[Dataset records — start]

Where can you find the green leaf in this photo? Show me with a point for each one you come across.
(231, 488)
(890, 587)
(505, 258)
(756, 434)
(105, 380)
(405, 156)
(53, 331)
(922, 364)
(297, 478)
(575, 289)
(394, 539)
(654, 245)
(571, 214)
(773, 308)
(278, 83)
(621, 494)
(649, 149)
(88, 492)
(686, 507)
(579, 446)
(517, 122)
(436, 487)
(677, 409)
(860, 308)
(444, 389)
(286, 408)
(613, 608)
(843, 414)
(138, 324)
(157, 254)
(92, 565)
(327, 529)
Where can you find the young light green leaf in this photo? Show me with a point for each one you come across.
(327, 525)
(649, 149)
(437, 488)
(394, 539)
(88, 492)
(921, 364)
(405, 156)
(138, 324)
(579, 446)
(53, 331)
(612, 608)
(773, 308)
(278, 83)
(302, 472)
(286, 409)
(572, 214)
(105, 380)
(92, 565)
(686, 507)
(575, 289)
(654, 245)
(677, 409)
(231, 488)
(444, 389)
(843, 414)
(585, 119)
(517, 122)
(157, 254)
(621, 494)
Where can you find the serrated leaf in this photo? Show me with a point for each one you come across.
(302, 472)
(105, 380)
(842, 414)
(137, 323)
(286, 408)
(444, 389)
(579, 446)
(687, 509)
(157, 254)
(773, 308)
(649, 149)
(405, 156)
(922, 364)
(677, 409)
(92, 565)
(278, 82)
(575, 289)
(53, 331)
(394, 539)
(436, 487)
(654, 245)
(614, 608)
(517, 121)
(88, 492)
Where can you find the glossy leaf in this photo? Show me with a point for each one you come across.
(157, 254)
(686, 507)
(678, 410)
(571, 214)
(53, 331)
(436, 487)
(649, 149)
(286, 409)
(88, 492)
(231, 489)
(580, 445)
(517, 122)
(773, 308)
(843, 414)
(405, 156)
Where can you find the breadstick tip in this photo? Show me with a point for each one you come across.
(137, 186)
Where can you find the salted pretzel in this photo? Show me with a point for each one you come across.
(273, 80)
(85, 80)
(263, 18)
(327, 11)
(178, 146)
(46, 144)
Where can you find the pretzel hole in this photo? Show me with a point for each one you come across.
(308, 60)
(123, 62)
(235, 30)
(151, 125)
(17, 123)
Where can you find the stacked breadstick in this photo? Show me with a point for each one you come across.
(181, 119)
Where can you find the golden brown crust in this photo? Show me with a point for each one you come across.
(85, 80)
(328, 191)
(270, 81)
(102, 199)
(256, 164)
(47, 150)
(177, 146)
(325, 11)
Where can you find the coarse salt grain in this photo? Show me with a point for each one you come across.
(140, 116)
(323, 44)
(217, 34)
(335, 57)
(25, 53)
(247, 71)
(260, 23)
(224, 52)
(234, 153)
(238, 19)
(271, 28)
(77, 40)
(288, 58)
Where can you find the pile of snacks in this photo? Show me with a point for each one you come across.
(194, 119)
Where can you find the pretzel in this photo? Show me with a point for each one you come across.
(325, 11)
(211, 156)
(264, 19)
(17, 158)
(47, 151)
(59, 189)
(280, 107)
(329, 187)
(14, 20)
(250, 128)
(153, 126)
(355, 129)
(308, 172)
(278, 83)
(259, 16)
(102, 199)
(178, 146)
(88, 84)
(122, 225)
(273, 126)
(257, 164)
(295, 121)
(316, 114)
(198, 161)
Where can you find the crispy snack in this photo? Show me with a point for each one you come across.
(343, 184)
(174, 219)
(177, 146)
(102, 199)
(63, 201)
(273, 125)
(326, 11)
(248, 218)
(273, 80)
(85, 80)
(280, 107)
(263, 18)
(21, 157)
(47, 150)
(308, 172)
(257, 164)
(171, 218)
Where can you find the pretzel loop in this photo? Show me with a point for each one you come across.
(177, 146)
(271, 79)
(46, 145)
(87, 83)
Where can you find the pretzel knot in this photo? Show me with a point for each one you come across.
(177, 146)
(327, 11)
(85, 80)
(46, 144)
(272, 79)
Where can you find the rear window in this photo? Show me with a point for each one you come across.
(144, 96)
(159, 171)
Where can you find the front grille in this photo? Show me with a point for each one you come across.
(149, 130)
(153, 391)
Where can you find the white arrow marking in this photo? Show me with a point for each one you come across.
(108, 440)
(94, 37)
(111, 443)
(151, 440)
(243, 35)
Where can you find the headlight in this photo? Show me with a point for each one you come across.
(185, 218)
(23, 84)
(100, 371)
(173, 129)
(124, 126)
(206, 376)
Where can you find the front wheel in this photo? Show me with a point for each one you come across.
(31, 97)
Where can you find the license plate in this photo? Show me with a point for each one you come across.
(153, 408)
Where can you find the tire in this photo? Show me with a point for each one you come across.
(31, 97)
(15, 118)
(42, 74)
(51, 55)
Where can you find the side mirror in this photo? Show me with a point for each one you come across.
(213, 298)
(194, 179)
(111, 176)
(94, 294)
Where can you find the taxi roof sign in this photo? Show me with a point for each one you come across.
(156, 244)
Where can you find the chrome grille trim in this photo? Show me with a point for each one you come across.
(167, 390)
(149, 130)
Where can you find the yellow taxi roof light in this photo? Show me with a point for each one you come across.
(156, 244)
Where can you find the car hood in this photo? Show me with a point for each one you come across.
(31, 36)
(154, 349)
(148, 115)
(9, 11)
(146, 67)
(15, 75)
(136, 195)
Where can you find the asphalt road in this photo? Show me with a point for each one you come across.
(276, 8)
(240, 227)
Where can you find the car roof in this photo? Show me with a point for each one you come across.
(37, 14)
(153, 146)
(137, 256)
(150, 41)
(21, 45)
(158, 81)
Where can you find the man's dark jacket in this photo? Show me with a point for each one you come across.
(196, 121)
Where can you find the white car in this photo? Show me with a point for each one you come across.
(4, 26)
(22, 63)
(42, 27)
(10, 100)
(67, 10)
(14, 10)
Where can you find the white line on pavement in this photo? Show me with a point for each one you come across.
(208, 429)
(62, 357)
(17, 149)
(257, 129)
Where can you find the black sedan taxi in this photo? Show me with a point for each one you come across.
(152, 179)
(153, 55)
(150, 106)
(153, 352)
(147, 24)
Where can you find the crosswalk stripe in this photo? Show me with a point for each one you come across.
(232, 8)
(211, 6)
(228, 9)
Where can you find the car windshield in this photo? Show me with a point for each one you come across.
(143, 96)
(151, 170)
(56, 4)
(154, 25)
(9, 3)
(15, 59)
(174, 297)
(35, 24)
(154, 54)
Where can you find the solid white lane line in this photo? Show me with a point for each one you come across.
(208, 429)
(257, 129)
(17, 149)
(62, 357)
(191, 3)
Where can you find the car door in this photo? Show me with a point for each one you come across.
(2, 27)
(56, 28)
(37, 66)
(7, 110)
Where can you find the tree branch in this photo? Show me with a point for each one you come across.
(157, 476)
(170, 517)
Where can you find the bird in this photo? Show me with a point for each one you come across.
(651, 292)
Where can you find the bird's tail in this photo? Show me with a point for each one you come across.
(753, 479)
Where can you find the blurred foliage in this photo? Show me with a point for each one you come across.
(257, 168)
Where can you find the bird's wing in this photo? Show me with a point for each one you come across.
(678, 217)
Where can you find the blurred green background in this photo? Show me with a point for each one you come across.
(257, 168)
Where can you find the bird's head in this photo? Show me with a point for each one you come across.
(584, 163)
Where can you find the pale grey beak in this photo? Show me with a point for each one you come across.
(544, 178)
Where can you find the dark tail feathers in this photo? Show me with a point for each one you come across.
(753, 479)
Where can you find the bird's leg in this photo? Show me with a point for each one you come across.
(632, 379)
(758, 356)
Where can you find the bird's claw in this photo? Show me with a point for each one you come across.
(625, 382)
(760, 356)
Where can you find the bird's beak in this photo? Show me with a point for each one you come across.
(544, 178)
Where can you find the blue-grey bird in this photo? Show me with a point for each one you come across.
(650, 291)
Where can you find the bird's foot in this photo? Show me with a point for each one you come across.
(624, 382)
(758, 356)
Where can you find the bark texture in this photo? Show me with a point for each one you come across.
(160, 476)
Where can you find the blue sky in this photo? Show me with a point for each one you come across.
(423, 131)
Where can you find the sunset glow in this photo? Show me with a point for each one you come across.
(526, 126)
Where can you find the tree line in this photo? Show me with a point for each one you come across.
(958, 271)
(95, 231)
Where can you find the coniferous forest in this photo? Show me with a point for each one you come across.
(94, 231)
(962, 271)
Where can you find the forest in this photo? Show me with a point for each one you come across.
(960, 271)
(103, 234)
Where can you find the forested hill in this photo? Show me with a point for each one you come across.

[Dataset records — finish]

Exercise aim: From the line holding "Where can you find the bird's head" through the last line above, reproduce each line exactly and add nothing.

Answer to this problem:
Where can you find the bird's head in this photo? Show me with a point for each one you come across.
(584, 163)
Where can you find the pale grey beak in this photo? Show me with a point for each one you come across.
(544, 178)
Where can you find the dark tail feathers in this photo? Show me with a point for each one you come across.
(753, 479)
Where can you find the bird's leg in this photo? Show me with a point for each one you come across.
(632, 379)
(758, 356)
Where can you find the bird's claw in this photo? Show me with a point for each one you come across.
(625, 382)
(760, 356)
Where can you find the bird's beak in this photo? Show me with a point for each one you come across.
(544, 178)
Where can you find the blue-grey bird in this photo? Show me with a point for each one you come across.
(650, 291)
Where can you find the bird's foot in this photo? Show me with a point for each one you come across.
(624, 382)
(758, 356)
Where can you find the bark texture in this photo? Show me with a point for each one you come across.
(160, 476)
Where can you find the blue sky in this photo? Show me with a point for each one you come across.
(423, 131)
Where can you find the sunset glow in this photo? Show me with a point for each one you come across.
(526, 126)
Where can you find the tree line in this photo? Show me with a point for each one you come across.
(958, 271)
(95, 231)
Where can you find the coniferous forest in this photo? Show me with a point for each one you come across.
(94, 231)
(962, 271)
Where can you find the forest in this photo? Show me with a point for each one you come across.
(960, 271)
(103, 234)
Where can you find the forested hill in this photo? Show me with a point for each one you come across.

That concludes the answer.